What you are asked to do:
Please list every line in the records below that contains the word "scarf".

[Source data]
>> start

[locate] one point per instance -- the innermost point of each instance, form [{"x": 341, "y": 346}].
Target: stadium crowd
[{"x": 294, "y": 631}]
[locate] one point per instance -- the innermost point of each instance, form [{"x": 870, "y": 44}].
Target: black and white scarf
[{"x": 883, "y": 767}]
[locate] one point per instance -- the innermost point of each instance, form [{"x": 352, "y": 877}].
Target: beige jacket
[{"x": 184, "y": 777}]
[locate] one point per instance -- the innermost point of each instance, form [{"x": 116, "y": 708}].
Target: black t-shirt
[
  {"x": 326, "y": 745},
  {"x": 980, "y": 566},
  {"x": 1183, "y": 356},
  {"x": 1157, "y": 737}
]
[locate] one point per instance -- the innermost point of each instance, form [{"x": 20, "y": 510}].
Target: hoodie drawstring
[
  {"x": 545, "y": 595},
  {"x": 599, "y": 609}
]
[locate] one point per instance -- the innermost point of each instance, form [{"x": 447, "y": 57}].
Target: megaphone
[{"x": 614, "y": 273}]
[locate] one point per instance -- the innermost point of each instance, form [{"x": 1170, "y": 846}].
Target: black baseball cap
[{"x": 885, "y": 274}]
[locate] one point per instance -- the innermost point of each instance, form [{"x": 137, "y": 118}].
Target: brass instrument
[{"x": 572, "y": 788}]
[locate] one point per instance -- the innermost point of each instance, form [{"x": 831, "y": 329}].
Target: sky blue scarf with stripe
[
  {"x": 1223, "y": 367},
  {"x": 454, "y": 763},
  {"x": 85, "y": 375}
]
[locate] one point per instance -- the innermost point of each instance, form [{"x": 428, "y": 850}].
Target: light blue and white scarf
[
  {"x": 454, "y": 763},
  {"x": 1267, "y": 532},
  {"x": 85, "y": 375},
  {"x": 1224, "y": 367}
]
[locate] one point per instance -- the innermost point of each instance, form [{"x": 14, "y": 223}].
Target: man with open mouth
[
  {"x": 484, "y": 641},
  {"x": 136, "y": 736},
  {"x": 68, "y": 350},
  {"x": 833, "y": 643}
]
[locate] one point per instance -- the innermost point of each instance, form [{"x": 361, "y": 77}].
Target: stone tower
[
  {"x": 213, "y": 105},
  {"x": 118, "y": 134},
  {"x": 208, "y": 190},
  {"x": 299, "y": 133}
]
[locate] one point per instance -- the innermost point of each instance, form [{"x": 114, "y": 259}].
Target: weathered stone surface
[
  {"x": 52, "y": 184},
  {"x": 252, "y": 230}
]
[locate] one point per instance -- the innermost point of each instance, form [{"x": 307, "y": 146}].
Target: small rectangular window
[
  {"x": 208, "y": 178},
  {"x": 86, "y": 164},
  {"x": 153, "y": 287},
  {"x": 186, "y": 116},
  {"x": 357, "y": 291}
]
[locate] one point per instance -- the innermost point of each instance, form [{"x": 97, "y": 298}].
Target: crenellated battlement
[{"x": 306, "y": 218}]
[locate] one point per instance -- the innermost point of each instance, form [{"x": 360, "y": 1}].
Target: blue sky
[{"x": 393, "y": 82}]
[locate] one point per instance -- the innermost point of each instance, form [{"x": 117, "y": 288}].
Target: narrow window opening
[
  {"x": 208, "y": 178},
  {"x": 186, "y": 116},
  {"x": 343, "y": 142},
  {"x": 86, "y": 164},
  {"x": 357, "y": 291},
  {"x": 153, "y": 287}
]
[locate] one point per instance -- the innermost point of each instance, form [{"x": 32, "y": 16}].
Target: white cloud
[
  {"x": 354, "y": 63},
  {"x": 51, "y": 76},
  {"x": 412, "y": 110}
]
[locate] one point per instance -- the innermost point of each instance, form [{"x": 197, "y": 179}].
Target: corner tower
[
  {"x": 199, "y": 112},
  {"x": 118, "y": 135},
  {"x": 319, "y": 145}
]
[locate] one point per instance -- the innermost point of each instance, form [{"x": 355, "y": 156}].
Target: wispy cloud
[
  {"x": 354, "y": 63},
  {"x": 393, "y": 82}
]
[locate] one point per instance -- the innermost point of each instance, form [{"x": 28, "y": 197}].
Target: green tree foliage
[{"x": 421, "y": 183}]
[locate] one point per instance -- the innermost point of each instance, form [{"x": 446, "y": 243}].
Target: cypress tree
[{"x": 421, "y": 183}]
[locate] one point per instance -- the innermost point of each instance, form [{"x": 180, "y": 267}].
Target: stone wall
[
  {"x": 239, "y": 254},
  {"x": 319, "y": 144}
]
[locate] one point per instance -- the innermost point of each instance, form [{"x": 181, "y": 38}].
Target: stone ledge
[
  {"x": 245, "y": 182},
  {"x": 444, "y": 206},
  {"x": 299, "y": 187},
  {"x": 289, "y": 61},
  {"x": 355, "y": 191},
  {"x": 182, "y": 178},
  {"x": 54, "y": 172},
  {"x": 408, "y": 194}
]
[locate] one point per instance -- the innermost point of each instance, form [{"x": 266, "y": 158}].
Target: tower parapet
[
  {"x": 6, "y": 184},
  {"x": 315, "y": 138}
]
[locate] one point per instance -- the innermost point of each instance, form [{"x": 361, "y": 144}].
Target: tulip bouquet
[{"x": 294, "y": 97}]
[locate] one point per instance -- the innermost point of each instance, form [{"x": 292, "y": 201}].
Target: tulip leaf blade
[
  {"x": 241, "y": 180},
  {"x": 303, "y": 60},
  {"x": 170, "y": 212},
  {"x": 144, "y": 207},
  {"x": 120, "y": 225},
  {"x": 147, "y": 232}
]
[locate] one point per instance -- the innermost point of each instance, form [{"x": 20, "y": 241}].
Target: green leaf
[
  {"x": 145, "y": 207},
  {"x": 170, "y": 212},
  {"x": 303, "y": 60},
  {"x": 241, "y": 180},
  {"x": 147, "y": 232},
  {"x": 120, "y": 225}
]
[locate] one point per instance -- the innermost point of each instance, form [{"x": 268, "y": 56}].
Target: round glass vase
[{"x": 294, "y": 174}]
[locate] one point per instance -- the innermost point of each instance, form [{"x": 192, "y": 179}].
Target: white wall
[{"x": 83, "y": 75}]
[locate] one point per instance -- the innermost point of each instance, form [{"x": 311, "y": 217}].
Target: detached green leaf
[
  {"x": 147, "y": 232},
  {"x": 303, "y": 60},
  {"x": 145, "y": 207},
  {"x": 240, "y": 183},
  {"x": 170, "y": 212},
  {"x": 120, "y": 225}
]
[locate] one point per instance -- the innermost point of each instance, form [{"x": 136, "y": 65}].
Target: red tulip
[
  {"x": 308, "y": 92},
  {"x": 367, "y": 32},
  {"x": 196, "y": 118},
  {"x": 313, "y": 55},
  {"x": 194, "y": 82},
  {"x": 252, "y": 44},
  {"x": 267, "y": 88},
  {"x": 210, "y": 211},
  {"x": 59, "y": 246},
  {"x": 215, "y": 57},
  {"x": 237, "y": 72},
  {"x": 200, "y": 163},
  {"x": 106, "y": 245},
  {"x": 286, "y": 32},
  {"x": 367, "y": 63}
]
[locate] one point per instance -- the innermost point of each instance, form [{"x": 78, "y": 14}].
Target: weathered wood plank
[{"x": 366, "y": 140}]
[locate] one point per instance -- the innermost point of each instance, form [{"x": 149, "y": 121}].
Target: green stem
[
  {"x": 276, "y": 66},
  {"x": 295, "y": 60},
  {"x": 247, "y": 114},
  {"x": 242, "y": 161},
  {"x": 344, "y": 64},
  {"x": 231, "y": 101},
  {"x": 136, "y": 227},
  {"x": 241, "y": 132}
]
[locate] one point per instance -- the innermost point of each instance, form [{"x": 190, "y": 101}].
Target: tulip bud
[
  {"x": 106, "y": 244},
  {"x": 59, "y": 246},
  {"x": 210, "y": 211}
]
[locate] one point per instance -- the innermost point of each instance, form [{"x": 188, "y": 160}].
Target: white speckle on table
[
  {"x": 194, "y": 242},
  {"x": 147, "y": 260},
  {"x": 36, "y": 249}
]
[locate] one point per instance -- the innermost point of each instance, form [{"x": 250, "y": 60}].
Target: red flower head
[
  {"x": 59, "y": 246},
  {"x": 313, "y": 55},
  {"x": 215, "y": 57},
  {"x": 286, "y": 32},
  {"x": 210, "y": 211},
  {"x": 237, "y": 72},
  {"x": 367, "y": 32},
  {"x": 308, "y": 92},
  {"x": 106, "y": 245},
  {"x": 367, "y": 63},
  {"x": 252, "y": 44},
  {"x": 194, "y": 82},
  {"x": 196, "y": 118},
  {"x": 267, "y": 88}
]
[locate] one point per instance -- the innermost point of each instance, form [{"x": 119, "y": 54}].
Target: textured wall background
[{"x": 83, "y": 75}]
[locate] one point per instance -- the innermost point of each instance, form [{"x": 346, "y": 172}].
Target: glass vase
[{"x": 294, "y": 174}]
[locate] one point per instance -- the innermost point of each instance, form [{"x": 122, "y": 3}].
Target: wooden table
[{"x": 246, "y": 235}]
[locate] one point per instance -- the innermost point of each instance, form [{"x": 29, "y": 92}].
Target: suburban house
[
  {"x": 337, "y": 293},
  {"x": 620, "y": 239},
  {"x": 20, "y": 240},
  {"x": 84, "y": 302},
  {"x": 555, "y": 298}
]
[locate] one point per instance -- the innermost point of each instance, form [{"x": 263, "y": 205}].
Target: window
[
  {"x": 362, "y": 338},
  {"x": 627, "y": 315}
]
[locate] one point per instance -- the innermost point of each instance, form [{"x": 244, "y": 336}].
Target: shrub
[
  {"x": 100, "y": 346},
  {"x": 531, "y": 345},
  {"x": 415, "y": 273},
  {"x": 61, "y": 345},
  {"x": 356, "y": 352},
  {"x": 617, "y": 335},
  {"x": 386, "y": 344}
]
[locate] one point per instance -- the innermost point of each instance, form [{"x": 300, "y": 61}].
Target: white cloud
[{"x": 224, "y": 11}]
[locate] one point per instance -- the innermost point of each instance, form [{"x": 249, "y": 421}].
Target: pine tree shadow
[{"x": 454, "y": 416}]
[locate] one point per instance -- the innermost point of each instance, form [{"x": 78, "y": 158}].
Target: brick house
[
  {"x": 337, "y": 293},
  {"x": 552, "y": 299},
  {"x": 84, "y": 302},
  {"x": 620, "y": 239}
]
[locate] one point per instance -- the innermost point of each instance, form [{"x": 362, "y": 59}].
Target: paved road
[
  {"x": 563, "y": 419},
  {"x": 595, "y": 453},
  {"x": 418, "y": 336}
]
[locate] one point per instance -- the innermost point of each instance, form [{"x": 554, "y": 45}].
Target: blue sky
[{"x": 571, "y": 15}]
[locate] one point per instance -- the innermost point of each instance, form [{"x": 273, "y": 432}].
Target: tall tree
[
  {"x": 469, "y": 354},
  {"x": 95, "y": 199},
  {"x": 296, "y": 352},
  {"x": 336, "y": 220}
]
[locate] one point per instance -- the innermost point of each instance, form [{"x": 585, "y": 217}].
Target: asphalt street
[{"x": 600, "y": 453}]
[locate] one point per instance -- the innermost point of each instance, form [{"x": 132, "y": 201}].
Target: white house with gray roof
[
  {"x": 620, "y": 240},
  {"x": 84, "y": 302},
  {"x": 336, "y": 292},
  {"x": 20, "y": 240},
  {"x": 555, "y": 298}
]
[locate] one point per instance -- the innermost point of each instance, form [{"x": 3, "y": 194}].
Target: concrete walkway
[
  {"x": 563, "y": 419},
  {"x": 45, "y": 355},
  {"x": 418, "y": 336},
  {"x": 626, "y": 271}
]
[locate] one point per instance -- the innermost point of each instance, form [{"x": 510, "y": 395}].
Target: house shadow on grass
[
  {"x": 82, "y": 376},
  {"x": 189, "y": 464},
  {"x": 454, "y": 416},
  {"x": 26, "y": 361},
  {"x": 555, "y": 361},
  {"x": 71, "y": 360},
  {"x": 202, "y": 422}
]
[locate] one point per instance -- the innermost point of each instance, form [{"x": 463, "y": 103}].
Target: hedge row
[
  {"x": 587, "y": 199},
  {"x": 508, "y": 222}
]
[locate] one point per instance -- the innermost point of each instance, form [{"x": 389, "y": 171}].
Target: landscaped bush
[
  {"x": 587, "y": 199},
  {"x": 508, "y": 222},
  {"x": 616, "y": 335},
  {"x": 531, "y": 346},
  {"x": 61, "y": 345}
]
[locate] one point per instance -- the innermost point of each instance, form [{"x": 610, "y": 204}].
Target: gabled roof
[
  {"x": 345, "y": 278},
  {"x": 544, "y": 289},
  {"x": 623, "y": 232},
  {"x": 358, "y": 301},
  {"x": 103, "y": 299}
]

>> end

Task response:
Target: black and white scarf
Target: sky blue scarf with stripe
Target: light blue and white scarf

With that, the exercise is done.